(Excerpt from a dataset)
==================================================

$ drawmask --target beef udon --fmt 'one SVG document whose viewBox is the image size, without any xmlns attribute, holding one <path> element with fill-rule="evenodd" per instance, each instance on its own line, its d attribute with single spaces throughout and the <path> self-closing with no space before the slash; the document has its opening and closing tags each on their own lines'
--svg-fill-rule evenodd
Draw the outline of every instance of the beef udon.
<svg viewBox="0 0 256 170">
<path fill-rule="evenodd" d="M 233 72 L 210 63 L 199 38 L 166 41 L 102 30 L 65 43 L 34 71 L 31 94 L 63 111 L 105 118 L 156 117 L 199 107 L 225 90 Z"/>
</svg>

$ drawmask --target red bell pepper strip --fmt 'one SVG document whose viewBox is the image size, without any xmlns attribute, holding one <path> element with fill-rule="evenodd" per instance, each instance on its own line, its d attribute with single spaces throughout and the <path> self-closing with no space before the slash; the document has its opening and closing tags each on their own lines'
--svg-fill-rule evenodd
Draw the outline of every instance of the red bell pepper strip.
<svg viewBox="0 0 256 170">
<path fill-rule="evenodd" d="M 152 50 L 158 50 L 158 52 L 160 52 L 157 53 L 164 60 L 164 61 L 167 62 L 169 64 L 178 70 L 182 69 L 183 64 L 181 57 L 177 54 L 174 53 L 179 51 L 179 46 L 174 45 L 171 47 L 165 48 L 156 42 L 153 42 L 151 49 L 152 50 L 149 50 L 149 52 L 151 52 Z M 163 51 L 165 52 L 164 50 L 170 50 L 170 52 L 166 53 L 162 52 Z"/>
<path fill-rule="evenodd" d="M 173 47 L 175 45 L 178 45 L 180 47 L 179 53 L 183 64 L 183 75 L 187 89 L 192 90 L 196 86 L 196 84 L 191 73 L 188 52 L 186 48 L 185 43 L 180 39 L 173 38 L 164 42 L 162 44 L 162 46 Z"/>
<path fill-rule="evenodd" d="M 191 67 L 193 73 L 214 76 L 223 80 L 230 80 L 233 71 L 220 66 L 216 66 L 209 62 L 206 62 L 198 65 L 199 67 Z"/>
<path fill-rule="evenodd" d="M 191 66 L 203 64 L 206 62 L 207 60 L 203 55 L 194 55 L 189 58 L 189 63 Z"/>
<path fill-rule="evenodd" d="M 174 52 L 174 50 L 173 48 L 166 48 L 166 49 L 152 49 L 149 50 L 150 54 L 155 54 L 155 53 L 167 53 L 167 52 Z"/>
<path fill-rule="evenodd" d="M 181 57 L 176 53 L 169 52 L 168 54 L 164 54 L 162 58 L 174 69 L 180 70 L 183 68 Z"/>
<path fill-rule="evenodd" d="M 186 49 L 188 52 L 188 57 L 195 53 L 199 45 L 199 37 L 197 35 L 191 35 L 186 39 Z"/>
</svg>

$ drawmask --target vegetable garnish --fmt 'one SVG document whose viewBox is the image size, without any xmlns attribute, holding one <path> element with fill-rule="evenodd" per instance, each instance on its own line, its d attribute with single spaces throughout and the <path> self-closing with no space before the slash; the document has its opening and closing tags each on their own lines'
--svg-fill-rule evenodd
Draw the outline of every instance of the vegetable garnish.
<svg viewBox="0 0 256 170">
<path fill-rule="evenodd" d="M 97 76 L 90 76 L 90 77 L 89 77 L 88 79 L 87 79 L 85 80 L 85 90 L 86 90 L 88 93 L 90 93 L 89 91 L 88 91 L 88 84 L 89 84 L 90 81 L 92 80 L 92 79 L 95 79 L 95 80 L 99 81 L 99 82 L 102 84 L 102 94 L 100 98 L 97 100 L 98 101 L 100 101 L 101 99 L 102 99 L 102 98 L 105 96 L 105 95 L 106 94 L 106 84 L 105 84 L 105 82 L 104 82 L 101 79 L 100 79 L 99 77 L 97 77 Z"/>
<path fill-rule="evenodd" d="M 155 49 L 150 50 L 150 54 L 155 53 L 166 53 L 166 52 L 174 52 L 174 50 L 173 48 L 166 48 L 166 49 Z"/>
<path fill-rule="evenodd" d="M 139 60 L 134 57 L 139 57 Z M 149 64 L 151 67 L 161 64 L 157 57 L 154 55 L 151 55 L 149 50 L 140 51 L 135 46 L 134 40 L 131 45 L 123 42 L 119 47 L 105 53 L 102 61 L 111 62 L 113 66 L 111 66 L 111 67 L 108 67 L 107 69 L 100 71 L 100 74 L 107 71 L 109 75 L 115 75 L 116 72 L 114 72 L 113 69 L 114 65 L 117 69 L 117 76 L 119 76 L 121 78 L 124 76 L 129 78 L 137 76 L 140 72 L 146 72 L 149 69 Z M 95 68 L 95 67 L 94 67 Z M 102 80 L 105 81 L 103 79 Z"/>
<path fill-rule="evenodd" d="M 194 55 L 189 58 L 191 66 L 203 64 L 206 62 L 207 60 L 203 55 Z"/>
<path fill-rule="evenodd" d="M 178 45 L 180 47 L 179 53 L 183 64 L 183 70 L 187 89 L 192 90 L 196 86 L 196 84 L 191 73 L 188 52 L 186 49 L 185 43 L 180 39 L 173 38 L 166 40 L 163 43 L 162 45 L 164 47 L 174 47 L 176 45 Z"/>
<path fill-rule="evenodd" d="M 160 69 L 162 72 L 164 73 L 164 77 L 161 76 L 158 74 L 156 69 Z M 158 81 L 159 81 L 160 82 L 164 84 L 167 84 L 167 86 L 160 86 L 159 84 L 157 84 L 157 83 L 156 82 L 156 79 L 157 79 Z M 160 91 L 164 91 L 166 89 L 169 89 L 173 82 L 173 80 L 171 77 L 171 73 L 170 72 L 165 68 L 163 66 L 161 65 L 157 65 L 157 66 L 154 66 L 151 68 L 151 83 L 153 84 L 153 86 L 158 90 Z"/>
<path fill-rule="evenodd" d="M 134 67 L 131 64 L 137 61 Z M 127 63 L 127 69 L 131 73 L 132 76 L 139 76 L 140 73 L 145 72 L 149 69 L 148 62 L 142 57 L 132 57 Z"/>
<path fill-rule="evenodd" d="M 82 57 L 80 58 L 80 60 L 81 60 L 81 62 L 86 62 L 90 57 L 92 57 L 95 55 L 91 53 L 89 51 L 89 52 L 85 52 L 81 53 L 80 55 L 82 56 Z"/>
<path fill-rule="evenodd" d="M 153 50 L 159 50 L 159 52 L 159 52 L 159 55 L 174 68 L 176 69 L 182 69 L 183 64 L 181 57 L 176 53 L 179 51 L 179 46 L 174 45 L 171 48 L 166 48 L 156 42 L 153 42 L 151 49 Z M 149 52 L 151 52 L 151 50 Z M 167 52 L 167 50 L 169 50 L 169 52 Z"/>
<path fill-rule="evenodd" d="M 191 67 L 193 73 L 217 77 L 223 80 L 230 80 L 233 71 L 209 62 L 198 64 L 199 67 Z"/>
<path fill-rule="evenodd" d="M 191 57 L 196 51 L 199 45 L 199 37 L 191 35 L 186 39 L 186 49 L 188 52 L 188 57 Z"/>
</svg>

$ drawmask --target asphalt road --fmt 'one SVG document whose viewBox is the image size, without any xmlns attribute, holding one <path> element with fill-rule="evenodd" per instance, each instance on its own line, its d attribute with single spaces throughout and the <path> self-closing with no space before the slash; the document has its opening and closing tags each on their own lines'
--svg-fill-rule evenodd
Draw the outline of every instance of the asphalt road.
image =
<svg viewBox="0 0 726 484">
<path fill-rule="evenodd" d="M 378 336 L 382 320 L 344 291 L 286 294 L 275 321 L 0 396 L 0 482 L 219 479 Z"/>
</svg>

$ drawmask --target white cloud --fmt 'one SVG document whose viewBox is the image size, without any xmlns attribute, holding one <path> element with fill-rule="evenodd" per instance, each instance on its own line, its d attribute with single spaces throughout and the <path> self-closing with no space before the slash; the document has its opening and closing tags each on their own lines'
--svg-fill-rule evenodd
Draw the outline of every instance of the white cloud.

==================================================

Please quote the entries word for word, from their first line up to and including the line that contains "233 72 L 210".

$ drawmask --target beef udon --fmt 'one SVG document whose viewBox is the image size, without any xmlns attribute, holding one <path> element with fill-rule="evenodd" per instance, each instance on its own line, its d attribute with single spaces throughout and the <path> self-closing with no space before the slash; the document has its opening and closing tags each on their own lines'
--svg-fill-rule evenodd
Draw the outline of every instance of the beef udon.
<svg viewBox="0 0 256 170">
<path fill-rule="evenodd" d="M 233 72 L 210 63 L 199 38 L 166 41 L 102 30 L 65 43 L 34 71 L 31 94 L 63 111 L 105 118 L 156 117 L 199 107 L 225 90 Z"/>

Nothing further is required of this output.